Blok Teks:
_ _ _
Mengapa Penistaan Agama Tak Kunjung Usai?

Opini734 Views

 

Oleh: Puput Hariyani, S.Si, Penerhati Generasi, Freelance Writer

______

RADARINDONESIANEWS.COM, JAKARTA — Sampai hari ini penistaan agama masih terus terjadi. Meski berbagai sanksi diperlakukan nyata-nyatanya belum mampu menghentikan kasus penistaan. Justru semakin hari semakin berani dan telanjang dengan segala modelnya. Hal ini menunjukkan betapa rapuhnya hukum yang diterapkan.

Meski bukan kasus yang pertama, pengakuan Joseph Paul Zhang yang mengaku sebagai nabi ke-26 dan telah mengadakan sayembara kepada publik telah menyakiti hati seluruh umat Islam.

Dengan arogannya dia berseloroh dalam sebuah rekaman yang dibuatnya, “Yang bisa laporin gua kepolisi, gua kasih uang lo. Yang bisa laporin gua penistaan agama, nih gua nih nabi ke-26, Josep Fauzan Zhang meluruskan kesesatan ajaran nabi ke-25 dan kecabulannya yang maha cabullah. Kalo Anda bisa laporan atas penistaan agama, Gua kasih loh satu laporan Rp1 juta, maksimum 5 laporan supaya jangan bilang gua ngibul kan. Jadi kan 5 juta, di wilayah polres berbeda (iNews.id).

Berulangnya kasus penistaan agama tentu menjadikan kita sebagai seorang muslim geram, marah, dan beragam kegundahan rasa.

Mendorong adrenalin untuk spontan merespon dengan cepat, mencoba untuk mengkerangkakan pertanyaan dan kembali mengkaji letak kesalahannya ada dimana, mengapa hal ini terus terjadi? Mengapa mereka tidak pernah jera? Dan sederet pertanyaan yang berbaris antri sebagai ungkapan kekecewaan.

Memang bukan yang aneh sebenernya di alam negara sekuler-liberal. Pertama , karena negara model ini berlandaskan dan mengagungkan kebebasan. Baik itu kebebasan beragama, kebebasan berpendapat, kebebasan memiliki dan kebebasan berprilaku. Atas dasar kebebasan inilah seseorang berhak melakukan apapun yang dia inginkan tanpa terikat dengam batasan tertentu. Nah ini sangat berbahaya tentunya.
_ _ _
Arahan Singkat 1:
Menurut opini tentang penistaan agama di atas, Joseph Paul Zhang mengaku sebagai nabi keberapa?

[Catatan penunjukan]
_ _ _
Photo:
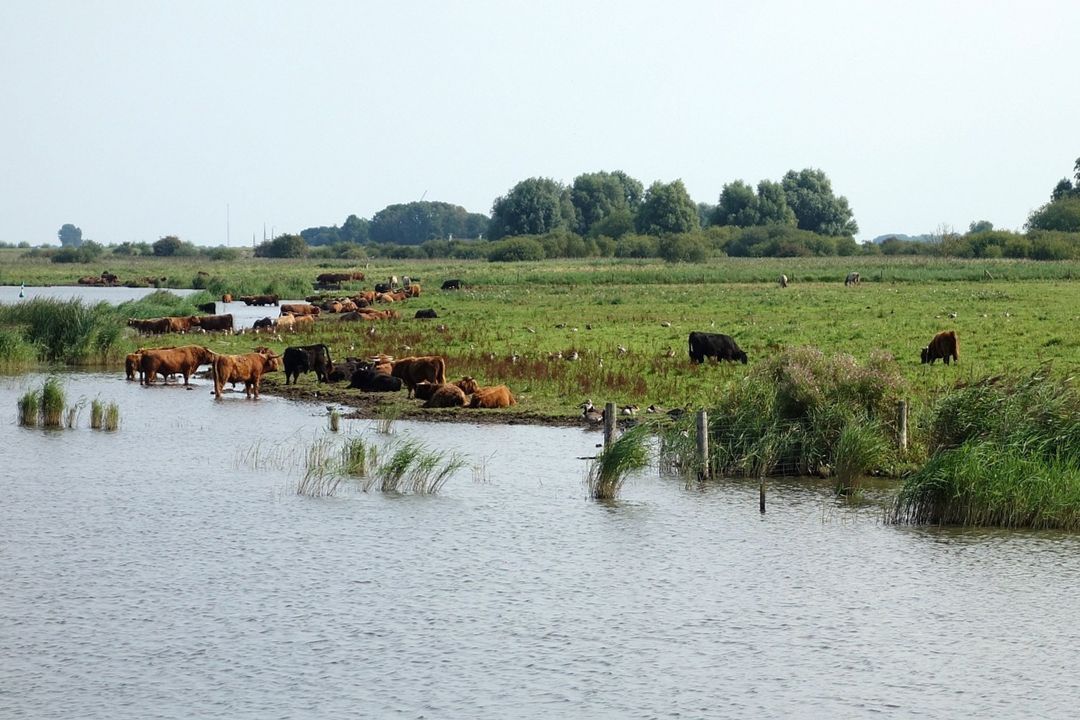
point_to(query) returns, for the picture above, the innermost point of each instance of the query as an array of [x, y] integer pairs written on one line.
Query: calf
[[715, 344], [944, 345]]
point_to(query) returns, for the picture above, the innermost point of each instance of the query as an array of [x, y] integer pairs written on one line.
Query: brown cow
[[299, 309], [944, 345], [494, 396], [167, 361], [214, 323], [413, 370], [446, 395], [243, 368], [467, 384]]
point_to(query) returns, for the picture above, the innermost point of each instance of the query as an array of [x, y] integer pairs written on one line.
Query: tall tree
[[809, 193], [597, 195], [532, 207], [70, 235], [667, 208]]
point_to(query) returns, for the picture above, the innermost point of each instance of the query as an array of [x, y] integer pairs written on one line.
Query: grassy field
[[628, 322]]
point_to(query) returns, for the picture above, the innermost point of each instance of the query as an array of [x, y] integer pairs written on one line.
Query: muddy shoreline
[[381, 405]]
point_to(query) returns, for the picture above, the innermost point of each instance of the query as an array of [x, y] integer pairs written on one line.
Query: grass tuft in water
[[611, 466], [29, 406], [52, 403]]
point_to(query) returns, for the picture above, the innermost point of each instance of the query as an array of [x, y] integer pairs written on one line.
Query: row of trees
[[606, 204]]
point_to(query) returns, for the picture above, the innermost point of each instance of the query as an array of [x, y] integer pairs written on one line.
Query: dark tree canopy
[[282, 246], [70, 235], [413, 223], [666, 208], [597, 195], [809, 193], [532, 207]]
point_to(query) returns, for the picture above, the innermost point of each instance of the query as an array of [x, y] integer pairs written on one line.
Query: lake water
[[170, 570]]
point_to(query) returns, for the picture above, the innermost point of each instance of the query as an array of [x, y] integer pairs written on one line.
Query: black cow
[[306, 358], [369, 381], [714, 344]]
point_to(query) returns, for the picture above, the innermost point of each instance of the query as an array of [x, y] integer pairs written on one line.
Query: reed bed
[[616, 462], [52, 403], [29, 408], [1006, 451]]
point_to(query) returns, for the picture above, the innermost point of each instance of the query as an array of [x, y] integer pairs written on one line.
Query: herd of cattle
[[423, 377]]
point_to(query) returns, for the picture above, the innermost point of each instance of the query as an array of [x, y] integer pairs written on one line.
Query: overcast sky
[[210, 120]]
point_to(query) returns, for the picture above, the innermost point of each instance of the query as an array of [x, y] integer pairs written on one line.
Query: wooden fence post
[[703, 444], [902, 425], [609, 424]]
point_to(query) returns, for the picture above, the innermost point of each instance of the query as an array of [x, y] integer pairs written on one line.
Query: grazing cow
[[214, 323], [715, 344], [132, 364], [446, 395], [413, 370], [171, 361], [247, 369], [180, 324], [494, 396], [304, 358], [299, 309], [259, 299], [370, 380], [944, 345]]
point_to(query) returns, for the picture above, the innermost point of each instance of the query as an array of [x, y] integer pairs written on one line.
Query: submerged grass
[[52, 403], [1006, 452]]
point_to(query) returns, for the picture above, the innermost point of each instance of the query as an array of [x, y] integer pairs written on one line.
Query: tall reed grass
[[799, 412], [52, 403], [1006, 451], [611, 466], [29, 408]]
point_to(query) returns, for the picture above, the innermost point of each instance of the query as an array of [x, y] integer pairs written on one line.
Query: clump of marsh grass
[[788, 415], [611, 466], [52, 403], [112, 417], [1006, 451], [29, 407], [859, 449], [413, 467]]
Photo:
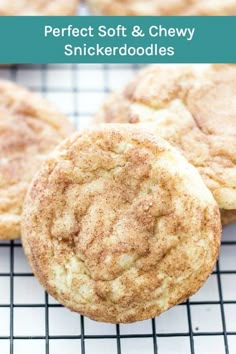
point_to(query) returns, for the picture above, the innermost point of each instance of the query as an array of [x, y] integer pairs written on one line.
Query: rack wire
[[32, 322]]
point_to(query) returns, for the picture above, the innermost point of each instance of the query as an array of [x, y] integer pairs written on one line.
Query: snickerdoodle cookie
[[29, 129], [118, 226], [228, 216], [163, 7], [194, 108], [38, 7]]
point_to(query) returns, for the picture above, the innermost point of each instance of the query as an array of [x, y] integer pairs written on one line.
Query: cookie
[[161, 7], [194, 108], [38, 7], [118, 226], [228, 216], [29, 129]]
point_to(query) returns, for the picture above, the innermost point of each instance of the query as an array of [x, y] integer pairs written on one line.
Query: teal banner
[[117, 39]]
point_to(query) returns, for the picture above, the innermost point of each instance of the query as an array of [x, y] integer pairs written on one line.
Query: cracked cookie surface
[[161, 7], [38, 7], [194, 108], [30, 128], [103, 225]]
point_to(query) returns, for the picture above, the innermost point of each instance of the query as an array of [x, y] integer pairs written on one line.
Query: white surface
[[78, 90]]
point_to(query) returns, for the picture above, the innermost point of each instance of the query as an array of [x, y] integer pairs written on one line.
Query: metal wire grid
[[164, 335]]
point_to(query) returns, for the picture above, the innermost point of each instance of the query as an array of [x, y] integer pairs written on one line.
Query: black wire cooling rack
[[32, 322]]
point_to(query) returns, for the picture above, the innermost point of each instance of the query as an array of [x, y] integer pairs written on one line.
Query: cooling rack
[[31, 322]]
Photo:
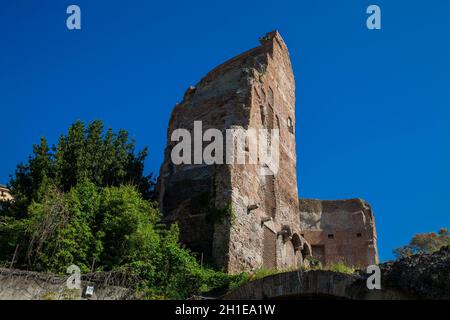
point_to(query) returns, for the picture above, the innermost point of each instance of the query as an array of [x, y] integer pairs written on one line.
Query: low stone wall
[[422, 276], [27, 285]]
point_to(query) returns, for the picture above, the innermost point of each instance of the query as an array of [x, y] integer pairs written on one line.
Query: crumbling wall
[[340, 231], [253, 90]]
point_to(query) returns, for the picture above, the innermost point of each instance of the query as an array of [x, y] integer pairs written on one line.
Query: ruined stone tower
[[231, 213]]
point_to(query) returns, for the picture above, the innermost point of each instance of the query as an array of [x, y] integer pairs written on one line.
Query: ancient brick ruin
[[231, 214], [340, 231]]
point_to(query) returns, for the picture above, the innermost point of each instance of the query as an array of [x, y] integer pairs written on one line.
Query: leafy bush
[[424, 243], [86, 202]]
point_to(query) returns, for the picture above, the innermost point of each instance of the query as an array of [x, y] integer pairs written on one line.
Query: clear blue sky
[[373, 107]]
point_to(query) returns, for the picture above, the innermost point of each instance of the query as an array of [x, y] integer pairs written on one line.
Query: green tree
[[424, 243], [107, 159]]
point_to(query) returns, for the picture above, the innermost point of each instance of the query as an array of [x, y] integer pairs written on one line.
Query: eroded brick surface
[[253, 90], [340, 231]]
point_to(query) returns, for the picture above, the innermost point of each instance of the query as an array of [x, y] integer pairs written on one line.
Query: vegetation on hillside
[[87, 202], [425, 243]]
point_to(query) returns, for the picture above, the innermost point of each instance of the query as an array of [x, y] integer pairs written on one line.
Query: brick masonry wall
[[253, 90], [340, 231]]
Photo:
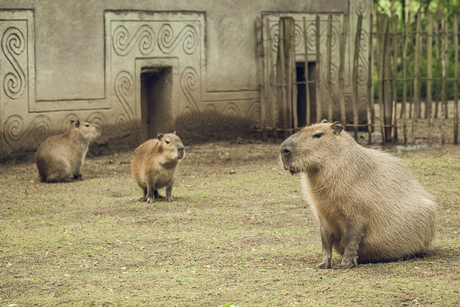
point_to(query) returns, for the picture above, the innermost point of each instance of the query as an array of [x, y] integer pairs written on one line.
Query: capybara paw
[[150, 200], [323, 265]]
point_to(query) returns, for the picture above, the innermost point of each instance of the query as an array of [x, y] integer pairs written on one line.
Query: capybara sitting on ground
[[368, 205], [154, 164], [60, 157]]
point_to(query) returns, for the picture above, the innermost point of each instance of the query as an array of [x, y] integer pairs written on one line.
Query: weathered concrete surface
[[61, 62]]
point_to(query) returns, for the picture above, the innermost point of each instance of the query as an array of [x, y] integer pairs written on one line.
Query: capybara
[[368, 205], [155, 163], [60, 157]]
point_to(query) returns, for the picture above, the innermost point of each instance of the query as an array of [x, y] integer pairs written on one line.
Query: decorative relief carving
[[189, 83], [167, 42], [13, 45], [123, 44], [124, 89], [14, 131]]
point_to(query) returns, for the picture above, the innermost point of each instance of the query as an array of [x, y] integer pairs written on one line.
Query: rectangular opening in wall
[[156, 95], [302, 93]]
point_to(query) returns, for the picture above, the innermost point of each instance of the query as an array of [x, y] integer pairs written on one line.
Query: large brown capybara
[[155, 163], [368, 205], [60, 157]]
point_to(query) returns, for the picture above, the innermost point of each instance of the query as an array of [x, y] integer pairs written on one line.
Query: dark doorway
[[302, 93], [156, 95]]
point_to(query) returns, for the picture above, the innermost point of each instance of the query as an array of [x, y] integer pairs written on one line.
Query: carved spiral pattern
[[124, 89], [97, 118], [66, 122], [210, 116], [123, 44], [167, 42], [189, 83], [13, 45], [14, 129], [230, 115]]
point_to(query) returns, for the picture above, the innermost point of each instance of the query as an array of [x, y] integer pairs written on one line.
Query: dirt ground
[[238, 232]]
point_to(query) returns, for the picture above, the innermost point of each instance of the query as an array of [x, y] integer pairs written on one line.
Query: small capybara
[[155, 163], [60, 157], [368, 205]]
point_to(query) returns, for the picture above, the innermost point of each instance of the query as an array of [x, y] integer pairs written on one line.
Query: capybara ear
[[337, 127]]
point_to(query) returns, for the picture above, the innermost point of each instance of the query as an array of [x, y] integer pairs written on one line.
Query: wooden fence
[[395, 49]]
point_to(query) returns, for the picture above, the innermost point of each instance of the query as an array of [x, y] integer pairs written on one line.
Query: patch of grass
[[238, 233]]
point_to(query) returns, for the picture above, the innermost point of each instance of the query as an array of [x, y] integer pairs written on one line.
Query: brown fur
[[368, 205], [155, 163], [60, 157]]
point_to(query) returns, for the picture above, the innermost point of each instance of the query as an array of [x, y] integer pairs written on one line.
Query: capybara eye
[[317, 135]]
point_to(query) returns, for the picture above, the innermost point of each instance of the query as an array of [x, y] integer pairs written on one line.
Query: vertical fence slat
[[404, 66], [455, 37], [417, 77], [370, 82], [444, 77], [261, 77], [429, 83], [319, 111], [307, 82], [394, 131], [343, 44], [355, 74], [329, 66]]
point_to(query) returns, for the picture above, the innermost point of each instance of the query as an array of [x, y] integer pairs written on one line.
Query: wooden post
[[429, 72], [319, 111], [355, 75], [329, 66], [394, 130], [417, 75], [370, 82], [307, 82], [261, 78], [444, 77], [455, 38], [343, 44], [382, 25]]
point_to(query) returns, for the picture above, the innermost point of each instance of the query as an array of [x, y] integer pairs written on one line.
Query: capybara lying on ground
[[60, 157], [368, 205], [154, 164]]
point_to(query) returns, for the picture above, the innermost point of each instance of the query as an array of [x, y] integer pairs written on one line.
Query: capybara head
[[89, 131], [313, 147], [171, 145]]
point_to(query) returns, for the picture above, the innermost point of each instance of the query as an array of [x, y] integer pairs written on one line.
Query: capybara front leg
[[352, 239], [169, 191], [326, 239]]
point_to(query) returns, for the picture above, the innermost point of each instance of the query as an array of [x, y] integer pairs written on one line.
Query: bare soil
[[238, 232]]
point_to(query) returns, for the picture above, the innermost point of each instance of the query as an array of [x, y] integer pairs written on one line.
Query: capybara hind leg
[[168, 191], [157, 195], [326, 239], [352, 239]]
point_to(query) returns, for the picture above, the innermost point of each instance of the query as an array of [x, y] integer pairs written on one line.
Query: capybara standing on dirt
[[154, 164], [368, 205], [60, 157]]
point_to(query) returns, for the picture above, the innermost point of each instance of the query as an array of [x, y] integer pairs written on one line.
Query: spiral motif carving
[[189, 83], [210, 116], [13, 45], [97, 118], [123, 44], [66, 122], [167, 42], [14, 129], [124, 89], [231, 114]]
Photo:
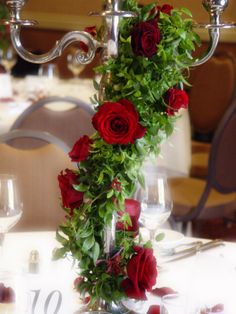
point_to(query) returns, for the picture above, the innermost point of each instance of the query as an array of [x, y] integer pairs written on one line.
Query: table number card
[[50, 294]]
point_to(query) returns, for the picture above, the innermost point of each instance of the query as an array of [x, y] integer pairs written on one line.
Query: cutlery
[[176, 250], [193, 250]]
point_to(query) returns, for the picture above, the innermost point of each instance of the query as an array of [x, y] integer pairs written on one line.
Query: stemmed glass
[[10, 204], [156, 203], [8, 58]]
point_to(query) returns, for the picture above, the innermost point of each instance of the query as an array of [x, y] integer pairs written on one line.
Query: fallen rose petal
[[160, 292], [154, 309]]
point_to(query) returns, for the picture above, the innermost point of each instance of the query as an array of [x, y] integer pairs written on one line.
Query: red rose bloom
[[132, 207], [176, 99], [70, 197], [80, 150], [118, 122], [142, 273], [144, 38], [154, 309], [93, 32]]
_ _ _
Arahan Singkat 2:
Hitung baris dalam daftar yang memuat kata "cookie", dengan membedakan huruf besar dan kecil. Tuliskan angkanya saja.

Jawaban Latihan 1:
Nabi ke-26.

Jawaban Latihan 2:
3